• [Your task]:
Reproduce the listing below word for word, from the line containing "Target: wooden pew" through its final line, both included.

• [Data to process]:

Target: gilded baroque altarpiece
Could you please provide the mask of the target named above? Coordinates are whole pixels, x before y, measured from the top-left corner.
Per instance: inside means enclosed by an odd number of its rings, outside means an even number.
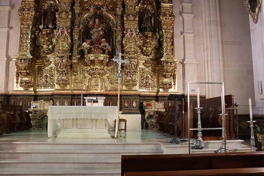
[[[171,0],[22,0],[15,92],[177,92]]]

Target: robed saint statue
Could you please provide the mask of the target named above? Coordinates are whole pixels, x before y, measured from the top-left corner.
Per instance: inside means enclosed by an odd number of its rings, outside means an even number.
[[[149,6],[146,6],[145,9],[143,10],[143,22],[141,27],[143,32],[153,31],[153,27],[154,25],[153,17],[152,13],[149,10]]]

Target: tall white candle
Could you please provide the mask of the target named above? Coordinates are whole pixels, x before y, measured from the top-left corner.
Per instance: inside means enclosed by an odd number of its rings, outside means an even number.
[[[248,103],[249,104],[249,114],[250,117],[250,121],[252,121],[252,106],[251,105],[251,98],[248,98]]]
[[[197,86],[197,107],[198,108],[200,107],[200,96],[199,92],[199,87]]]
[[[223,101],[224,100],[224,98],[223,98],[223,92],[221,91],[221,106],[222,108],[222,114],[224,114],[224,110],[223,109],[223,108],[224,107],[223,106],[223,105],[224,104],[223,104]]]

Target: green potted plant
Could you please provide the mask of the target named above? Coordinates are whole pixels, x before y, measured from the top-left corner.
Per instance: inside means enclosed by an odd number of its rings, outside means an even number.
[[[264,151],[264,129],[261,129],[256,125],[254,125],[254,132],[255,134],[257,136],[258,140],[262,144],[261,149],[262,151]]]

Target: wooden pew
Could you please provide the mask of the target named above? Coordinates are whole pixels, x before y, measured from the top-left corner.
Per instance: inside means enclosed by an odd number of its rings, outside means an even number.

• [Completed exercise]:
Target: wooden pew
Could you please provide the mask of the target named above? Coordinates are whole pixels, x before y, measured from the top-left corner.
Per instance: inside means enclosed by an odd number of its rings, outside means an even number.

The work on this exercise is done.